**Exercise requirements:**
a: Repeat the passage of the browser visibility article between "That difference matters." and "insights into investigations.", inclusive, word for word.
b: According to the browser visibility article, what can security teams see with Keep Aware's browser visibility? List each item.

**Reading text:**
How Keep Aware Surfaced Risk in Real Time
Keep Aware, our Browser Detection and Response (BDR) extension, flagged the download event as suspicious in real time, surfacing risk to the security team despite the file being a legitimate remote admin tool. Signals such as a newly registered domain, CAPTCHA-protected access, and suspicious EXE download originating from an email platform provided critical context—allowing analysts to quickly assess intent, not just file reputation.
With Keep Aware’s browser visibility, security teams can see:
- The exact URL the user browsed to versus from which the download originated
- Whether the domain was new or previously unseen in your organization
- User’s browsing activity leading up to the download
- File metadata and browser-level download events tied directly to the user’s session
BDR provided crucial insight into this attack and alerted the security team to the suspicious activity. For analysts and responders, this context is invaluable and a huge time saver.
Why Browser Visibility Matters for Modern Response and Prevention
Traditional controls answer “Was this blocked?” and “Is this a known-malicious IOC?”
BDR answers “What actually happened in the browser?”
That difference matters. Browser telemetry helps teams:
- Understand evolving delivery techniques
- Hunt for similar prior activity
- Build stronger detection logic around behavior outside of traditional controls
Legitimate-tools-turned-malicious won’t stop being a problem. But with browser-level insight, security teams don’t have to treat them as invisible. See how Keep Aware helps teams cut through the noise and provides actionable insights into investigations.
IOCs
IOCs are redacted to protect our customers’ privacy and anonymity.

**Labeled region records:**
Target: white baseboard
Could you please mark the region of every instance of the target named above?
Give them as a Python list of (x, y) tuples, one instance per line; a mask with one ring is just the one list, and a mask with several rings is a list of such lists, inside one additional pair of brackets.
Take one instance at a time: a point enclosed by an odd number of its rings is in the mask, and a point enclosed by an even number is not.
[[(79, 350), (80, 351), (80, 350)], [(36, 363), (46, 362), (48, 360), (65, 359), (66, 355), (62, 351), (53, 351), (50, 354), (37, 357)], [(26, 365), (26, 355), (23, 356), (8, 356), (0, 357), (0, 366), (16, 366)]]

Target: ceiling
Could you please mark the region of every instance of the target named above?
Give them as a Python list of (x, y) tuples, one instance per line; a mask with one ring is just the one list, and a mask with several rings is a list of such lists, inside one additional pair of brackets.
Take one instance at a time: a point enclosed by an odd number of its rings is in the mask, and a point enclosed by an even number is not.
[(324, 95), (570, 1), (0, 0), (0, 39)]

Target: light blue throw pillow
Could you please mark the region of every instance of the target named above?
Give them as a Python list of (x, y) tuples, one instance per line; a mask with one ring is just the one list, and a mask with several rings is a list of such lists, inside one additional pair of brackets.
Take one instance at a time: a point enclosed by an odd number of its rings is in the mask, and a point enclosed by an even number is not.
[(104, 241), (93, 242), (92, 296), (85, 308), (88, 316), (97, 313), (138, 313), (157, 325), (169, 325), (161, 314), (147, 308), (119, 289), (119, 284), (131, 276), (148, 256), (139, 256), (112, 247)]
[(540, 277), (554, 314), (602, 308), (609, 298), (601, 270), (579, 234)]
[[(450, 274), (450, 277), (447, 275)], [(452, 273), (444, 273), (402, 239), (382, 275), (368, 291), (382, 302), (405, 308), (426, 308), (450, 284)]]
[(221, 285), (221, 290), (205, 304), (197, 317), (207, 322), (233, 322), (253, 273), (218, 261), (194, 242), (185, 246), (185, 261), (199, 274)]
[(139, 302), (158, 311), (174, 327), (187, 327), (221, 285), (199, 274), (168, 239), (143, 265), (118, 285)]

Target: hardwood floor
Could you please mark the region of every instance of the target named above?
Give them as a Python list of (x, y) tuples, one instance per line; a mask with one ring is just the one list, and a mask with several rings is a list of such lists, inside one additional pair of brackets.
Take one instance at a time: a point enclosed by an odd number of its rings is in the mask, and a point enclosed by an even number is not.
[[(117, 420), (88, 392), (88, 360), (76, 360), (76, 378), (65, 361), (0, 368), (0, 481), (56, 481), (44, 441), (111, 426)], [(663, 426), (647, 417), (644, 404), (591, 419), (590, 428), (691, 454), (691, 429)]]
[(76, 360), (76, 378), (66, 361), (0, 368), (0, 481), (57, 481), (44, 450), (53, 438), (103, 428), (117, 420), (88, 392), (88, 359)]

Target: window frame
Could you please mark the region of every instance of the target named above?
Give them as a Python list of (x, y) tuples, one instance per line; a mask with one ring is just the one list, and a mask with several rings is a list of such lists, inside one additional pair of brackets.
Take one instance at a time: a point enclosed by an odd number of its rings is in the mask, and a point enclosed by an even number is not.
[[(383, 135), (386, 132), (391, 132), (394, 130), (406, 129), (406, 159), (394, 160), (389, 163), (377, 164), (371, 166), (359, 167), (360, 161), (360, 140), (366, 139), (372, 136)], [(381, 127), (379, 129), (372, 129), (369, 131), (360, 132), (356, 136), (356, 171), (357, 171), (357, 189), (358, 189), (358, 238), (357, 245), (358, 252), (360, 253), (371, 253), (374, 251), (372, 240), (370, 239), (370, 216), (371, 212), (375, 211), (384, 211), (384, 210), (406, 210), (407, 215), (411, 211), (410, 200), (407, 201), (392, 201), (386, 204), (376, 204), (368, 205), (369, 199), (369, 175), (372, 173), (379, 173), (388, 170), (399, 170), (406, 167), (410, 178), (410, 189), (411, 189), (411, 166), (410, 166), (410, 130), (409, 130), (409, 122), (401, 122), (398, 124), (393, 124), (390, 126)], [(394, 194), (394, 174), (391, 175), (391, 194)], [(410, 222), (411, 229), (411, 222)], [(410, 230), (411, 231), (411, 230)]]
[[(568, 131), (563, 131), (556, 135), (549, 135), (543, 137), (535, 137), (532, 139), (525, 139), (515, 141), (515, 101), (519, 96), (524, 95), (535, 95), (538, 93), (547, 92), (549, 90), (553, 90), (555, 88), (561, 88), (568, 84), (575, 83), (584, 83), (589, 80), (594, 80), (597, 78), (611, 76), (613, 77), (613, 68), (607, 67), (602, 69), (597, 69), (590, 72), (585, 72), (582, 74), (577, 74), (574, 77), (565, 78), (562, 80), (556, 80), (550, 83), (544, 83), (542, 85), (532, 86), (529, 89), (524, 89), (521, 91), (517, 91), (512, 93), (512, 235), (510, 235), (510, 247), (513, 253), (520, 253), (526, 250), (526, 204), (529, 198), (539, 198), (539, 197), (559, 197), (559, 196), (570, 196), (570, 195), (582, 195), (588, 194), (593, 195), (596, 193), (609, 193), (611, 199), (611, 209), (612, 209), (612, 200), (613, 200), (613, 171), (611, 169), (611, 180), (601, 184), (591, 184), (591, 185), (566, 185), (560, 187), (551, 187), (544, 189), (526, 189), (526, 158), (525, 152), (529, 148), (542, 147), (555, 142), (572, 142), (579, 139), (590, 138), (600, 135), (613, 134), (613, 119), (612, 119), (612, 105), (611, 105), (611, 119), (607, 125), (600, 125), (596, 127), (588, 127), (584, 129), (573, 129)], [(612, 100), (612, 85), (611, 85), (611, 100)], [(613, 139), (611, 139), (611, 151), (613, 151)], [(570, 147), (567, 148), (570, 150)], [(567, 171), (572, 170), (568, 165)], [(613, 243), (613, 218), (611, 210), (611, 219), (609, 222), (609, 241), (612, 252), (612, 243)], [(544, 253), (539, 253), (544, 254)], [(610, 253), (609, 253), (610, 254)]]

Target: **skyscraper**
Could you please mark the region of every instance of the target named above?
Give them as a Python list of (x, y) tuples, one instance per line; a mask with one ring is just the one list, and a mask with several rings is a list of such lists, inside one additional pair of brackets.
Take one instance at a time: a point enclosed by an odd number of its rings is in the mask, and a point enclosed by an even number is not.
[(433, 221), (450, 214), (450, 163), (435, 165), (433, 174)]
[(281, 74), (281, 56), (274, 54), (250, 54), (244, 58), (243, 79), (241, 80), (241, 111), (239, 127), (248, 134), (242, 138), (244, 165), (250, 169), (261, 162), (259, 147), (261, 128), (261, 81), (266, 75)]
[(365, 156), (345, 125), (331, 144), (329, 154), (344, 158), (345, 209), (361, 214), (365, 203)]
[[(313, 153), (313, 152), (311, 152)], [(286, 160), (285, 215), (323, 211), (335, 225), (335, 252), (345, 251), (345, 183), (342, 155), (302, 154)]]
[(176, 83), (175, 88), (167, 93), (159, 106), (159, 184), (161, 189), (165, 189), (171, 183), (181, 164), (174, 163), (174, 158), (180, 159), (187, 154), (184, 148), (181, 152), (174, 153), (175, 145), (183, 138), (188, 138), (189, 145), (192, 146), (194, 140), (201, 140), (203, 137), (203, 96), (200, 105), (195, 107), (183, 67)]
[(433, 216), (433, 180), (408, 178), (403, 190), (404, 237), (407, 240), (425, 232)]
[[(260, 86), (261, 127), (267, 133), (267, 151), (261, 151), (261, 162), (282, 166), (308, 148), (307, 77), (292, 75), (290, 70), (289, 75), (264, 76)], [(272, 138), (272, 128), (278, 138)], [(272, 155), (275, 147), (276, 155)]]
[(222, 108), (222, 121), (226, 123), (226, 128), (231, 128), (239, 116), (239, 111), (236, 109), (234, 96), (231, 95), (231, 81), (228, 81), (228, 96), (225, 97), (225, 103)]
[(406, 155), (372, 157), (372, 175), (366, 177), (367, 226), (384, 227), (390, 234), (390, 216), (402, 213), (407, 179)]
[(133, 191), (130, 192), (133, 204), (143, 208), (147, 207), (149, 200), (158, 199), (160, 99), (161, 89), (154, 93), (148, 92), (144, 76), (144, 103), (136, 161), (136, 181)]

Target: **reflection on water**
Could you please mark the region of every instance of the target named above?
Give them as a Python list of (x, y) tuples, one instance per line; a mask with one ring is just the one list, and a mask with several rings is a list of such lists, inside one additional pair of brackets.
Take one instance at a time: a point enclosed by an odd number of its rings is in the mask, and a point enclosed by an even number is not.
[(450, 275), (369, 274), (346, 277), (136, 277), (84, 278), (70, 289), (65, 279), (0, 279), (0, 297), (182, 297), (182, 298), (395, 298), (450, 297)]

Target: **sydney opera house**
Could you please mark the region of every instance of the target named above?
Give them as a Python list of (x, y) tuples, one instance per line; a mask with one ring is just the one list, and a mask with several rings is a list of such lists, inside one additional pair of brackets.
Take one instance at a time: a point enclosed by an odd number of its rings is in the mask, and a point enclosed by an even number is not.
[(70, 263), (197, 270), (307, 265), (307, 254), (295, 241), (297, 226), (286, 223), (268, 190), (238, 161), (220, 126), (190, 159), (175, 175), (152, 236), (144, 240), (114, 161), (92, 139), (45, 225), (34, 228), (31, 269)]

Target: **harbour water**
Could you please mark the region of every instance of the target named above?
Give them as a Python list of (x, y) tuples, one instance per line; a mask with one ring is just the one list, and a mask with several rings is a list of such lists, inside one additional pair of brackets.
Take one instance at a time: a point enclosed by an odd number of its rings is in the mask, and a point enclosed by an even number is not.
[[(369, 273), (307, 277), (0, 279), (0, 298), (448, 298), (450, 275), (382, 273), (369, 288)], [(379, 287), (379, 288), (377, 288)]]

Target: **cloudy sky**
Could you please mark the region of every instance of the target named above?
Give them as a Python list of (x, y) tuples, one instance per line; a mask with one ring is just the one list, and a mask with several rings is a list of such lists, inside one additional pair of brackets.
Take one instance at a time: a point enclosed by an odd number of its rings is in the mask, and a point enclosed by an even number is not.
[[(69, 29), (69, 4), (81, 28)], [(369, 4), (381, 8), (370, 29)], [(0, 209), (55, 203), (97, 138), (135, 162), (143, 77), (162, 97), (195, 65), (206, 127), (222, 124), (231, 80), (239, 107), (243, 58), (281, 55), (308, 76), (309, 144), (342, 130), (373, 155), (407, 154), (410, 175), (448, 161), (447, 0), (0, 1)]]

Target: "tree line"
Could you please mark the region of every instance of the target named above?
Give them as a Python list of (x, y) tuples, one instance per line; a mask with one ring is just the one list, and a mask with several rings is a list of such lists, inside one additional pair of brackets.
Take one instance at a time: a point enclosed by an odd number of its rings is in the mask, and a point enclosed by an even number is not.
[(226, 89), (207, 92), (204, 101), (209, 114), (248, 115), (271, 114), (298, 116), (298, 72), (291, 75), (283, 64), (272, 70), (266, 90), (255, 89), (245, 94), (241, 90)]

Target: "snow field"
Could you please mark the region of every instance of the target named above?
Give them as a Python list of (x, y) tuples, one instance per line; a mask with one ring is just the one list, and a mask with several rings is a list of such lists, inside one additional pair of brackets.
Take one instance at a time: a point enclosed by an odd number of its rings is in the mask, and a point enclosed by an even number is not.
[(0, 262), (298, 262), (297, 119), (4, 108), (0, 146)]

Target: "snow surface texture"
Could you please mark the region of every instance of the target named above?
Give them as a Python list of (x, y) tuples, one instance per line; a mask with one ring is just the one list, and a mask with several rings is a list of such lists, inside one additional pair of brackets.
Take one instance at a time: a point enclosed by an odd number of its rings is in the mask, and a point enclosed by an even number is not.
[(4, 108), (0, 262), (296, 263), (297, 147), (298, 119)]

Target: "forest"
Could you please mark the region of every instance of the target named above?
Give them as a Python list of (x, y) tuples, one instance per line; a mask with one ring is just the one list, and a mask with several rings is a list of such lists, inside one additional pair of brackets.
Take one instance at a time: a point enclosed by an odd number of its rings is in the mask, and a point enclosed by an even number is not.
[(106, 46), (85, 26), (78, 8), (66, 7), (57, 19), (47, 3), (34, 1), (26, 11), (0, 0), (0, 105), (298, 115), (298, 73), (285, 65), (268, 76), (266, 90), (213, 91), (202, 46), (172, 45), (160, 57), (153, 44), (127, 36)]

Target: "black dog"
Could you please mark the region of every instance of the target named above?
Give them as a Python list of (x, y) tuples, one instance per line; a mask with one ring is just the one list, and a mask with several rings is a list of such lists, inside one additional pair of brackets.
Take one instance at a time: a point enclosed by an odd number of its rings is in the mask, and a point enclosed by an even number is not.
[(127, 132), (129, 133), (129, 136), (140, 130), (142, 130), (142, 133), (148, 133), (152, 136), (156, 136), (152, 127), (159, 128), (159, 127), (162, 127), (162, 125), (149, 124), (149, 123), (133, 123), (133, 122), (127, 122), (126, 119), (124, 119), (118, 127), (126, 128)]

**The answers:**
a:
That difference matters. Browser telemetry helps teams:
- Understand evolving delivery techniques
- Hunt for similar prior activity
- Build stronger detection logic around behavior outside of traditional controls
Legitimate-tools-turned-malicious won’t stop being a problem. But with browser-level insight, security teams don’t have to treat them as invisible. See how Keep Aware helps teams cut through the noise and provides actionable insights into investigations.

b:
- The exact URL the user browsed to versus from which the download originated
- Whether the domain was new or previously unseen in your organization
- User's browsing activity leading up to the download
- File metadata and browser-level download events tied directly to the user's session